:: WORK ORDER ::
All of the entries below must be copied out exactly.

:: DATA SHOWN ::

|---|

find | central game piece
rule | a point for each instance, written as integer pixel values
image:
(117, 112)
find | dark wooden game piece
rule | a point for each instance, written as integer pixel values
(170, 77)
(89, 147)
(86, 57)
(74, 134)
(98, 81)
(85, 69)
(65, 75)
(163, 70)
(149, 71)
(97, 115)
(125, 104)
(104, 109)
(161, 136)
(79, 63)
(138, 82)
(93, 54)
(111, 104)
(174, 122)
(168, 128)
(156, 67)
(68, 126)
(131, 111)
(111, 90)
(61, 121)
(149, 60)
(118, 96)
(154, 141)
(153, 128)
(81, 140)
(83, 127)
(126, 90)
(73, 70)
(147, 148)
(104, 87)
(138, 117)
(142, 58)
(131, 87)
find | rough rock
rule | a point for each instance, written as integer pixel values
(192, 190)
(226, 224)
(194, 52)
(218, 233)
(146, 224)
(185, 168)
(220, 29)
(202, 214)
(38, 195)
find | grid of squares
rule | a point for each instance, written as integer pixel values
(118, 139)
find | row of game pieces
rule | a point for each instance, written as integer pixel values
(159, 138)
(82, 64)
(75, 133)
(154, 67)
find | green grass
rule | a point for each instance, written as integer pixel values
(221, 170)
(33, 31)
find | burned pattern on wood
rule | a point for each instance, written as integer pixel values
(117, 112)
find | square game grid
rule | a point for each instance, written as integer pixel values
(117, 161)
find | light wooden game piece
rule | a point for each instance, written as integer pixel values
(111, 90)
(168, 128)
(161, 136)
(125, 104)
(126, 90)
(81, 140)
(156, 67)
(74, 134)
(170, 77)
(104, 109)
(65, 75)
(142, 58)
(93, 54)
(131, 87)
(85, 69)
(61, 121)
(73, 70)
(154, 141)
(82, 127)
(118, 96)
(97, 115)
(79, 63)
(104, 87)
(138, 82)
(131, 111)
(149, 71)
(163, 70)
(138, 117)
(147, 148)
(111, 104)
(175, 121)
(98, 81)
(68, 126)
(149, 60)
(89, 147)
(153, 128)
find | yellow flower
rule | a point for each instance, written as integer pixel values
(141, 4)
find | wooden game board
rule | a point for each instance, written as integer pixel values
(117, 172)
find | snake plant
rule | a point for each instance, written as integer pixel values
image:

|---|

:: ANSWER AREA ::
find | central game piece
rule | a point for each instance, written as integer pixel values
image:
(117, 112)
find | dark wooden game piece
rule | a point for each instance, written as integer pixel values
(170, 77)
(89, 147)
(86, 57)
(74, 134)
(98, 81)
(85, 69)
(65, 75)
(163, 70)
(149, 71)
(97, 115)
(125, 104)
(104, 109)
(161, 136)
(79, 63)
(138, 82)
(93, 54)
(111, 104)
(174, 122)
(168, 128)
(156, 67)
(68, 126)
(131, 111)
(111, 90)
(61, 121)
(149, 60)
(118, 96)
(154, 141)
(153, 128)
(81, 140)
(83, 127)
(126, 90)
(73, 70)
(147, 148)
(104, 87)
(138, 117)
(142, 58)
(131, 87)
find | rough rock
rule | a point for each instance, written as integer pixel values
(192, 190)
(226, 224)
(194, 52)
(218, 233)
(146, 224)
(185, 168)
(220, 29)
(202, 214)
(38, 195)
find | grid of squares
rule | a point for each instance, written as integer pixel values
(118, 139)
find | row of game pieces
rule | a point for each instance, written as integer pixel values
(159, 138)
(82, 64)
(75, 133)
(154, 67)
find | green grass
rule | a point for each instance, written as integer pixel values
(221, 170)
(33, 31)
find | burned pattern on wood
rule | a point for each instance, written as integer pixel values
(117, 112)
find | square game grid
rule | a point for each instance, written as integer pixel values
(117, 161)
find | light wooden game piece
rule | a point for each instance, written as integer pixel values
(111, 90)
(168, 128)
(161, 136)
(125, 104)
(126, 90)
(81, 140)
(156, 67)
(74, 134)
(170, 77)
(104, 109)
(65, 75)
(142, 58)
(93, 54)
(131, 87)
(85, 69)
(61, 121)
(73, 70)
(154, 141)
(82, 127)
(118, 96)
(97, 115)
(79, 63)
(104, 87)
(138, 82)
(131, 111)
(149, 71)
(163, 70)
(138, 117)
(147, 148)
(111, 104)
(175, 121)
(98, 81)
(68, 126)
(149, 60)
(89, 147)
(153, 128)
find | yellow flower
rule | a point for each instance, written as integer pixel values
(141, 4)
find | wooden game board
rule | a point for each instance, written as integer pixel values
(117, 172)
find | snake plant
rule | a point for each instance, written as integer pixel values
image:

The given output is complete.